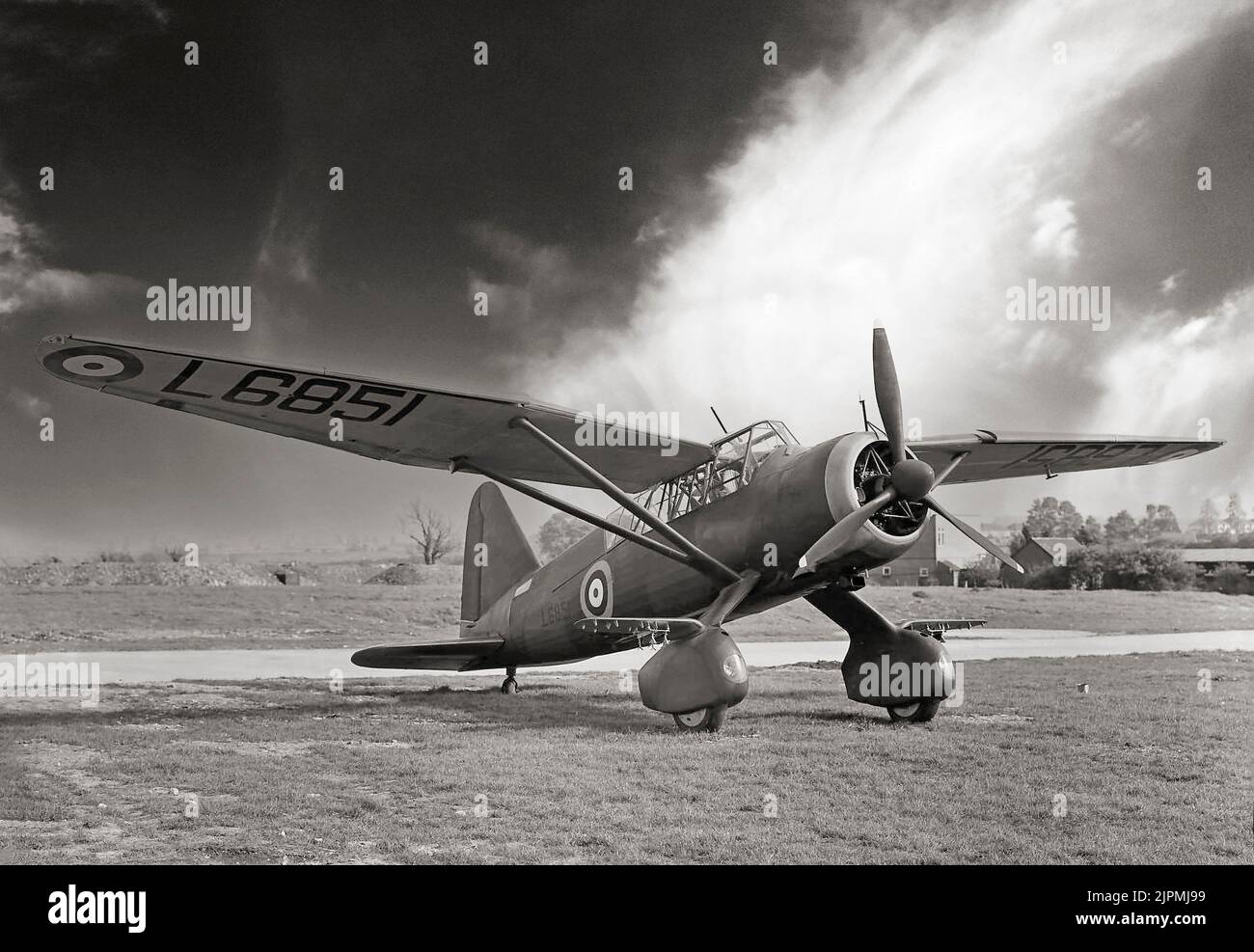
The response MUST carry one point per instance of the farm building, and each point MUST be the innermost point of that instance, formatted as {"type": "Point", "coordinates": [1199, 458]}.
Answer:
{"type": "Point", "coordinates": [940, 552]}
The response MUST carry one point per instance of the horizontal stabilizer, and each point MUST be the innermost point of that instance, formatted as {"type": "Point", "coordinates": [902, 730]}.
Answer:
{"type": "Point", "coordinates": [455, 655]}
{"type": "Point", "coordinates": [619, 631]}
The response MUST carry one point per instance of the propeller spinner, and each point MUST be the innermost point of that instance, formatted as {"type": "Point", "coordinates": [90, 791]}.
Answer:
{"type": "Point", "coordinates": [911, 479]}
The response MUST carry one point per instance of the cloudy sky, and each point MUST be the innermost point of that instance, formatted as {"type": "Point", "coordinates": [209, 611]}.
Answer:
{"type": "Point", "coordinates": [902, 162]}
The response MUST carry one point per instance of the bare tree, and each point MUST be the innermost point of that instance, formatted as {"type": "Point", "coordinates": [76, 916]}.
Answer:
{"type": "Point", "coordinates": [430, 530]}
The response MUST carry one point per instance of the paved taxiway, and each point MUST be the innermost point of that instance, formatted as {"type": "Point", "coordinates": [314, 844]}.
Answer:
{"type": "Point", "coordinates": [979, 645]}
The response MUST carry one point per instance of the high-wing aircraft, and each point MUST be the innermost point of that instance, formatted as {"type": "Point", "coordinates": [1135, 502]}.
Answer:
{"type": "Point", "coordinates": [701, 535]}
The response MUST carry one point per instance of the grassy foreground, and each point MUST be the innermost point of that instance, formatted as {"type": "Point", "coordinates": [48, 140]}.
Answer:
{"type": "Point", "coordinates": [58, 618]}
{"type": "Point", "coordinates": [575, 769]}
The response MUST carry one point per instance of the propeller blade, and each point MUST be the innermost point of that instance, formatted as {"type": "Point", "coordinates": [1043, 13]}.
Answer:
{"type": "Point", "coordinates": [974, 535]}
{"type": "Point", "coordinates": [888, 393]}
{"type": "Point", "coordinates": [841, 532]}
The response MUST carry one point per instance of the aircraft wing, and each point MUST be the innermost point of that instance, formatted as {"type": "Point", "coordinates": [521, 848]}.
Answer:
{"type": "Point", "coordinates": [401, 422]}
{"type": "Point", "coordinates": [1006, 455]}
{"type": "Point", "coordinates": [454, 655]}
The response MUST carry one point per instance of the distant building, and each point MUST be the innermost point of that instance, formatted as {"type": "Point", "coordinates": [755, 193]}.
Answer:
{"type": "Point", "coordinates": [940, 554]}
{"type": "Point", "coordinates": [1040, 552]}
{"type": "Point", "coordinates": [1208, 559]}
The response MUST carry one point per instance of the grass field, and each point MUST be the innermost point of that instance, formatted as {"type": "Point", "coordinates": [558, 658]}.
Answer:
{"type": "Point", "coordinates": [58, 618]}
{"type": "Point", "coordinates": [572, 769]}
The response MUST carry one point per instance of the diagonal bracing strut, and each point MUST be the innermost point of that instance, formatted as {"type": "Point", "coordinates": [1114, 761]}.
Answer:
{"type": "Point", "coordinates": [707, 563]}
****************
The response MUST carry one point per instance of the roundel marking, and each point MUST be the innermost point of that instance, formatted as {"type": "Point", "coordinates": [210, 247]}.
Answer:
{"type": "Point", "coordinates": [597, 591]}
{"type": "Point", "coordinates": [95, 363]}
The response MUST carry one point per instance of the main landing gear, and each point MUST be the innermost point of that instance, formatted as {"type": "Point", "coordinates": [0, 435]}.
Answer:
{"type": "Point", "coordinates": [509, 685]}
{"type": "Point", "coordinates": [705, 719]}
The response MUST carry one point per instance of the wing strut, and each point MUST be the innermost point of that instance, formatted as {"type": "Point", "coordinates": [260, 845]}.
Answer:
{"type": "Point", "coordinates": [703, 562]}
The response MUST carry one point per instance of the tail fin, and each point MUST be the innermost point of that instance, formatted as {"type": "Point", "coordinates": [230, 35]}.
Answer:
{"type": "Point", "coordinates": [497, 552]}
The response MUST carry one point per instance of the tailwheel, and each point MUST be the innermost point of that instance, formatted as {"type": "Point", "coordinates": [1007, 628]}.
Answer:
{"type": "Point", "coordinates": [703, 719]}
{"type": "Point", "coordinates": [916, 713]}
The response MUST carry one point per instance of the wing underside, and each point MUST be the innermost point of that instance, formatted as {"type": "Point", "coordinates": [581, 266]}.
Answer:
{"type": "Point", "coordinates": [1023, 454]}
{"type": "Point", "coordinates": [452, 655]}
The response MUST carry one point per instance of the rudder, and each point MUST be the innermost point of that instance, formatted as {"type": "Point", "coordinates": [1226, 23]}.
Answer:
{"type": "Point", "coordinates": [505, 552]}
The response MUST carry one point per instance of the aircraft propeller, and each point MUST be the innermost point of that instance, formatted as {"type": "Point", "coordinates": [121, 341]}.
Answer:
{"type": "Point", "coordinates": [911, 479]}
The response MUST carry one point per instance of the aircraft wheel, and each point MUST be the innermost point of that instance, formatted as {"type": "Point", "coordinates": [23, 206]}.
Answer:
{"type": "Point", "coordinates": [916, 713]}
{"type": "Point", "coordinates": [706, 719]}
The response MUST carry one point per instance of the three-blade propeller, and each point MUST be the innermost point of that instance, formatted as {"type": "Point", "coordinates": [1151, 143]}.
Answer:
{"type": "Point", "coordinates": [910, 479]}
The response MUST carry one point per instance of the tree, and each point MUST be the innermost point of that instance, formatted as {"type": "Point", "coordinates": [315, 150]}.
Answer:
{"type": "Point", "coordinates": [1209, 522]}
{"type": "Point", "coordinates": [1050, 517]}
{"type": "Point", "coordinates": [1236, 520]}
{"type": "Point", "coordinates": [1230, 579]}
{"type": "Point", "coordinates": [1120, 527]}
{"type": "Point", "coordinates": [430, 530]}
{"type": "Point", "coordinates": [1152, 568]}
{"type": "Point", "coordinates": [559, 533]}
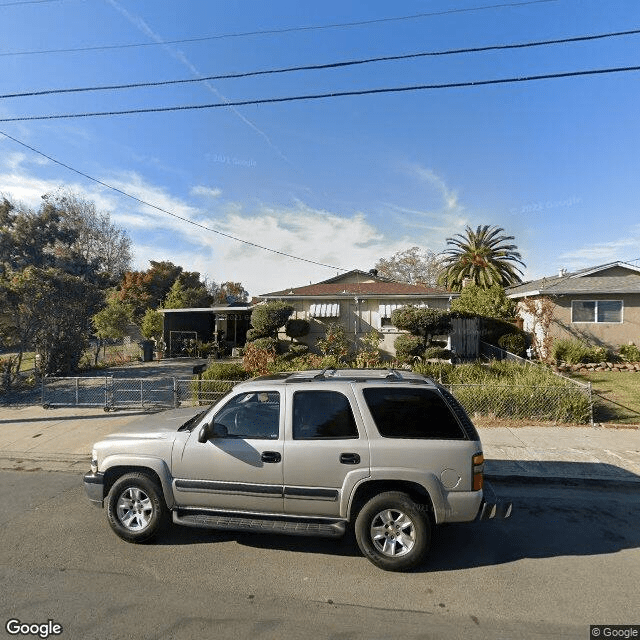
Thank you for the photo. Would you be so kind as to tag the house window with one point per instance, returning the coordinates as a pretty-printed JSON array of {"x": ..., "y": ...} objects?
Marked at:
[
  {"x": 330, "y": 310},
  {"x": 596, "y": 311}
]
****************
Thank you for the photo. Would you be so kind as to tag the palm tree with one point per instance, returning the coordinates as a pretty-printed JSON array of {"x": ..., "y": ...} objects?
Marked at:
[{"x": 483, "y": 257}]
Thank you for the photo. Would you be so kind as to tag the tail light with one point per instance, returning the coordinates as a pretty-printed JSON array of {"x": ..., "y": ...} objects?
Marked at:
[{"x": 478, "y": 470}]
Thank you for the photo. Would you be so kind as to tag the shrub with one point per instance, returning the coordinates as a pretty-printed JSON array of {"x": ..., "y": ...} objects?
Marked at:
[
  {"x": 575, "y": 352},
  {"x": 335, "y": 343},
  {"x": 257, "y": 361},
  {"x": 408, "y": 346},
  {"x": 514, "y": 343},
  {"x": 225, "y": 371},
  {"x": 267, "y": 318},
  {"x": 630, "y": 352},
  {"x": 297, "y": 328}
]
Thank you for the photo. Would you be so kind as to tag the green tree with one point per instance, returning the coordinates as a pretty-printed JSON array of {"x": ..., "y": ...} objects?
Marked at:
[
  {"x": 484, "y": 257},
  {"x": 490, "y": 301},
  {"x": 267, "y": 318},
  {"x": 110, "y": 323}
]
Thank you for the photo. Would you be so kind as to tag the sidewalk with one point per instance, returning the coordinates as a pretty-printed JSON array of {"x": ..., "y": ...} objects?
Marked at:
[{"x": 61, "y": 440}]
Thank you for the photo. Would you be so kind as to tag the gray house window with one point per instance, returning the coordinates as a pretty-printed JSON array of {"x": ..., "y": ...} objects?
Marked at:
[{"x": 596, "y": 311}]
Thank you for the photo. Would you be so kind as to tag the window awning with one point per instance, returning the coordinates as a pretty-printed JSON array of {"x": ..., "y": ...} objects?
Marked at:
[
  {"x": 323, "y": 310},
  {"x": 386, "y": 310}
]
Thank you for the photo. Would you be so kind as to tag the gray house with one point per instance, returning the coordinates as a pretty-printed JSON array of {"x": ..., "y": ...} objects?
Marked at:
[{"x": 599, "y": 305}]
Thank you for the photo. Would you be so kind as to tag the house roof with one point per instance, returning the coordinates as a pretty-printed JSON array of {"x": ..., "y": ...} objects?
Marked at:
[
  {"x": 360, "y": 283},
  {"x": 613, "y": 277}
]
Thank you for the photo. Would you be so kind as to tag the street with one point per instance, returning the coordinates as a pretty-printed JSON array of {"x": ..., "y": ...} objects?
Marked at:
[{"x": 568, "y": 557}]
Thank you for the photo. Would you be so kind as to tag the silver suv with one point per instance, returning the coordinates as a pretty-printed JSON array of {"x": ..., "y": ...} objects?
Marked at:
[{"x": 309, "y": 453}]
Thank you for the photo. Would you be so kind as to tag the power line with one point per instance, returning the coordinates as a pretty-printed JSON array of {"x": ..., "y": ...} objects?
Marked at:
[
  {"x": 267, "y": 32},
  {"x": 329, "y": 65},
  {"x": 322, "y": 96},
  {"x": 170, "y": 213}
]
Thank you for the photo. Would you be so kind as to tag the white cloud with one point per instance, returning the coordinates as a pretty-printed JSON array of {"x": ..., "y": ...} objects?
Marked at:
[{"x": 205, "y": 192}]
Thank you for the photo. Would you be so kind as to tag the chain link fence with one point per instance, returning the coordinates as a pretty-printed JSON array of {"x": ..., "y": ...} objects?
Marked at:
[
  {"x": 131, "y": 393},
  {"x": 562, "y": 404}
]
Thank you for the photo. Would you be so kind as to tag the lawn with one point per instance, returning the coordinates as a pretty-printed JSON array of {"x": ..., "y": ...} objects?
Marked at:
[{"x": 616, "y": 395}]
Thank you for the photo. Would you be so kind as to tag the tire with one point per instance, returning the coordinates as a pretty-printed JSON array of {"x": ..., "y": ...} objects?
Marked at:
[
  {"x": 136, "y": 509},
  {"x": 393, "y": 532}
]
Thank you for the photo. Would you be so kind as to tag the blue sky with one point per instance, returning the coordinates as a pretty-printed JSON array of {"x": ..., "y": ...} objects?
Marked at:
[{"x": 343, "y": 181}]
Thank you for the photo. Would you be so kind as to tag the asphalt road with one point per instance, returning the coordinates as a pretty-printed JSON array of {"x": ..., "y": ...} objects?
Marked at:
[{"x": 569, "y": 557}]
****************
**Exercise instructions**
List each line in the records above that contains the word "window". Case counts.

**Exercise output**
Thank you for the photo. Would you be so kind as to tag the house window with one point per instance, returning the coordinates as a pretty-printed JSON array of {"x": ..., "y": ...} objects?
Thank you for the photo. Would you be so kind as to tag the gray house window with one point per instance, returning the coordinates as a pretty-printed JSON array of {"x": ..., "y": ...} objects?
Thank you for the photo. Would you be so kind as to tag the window awning with one point per instance, returning the coordinates as a pretty-printed JSON array of {"x": ..., "y": ...} objects?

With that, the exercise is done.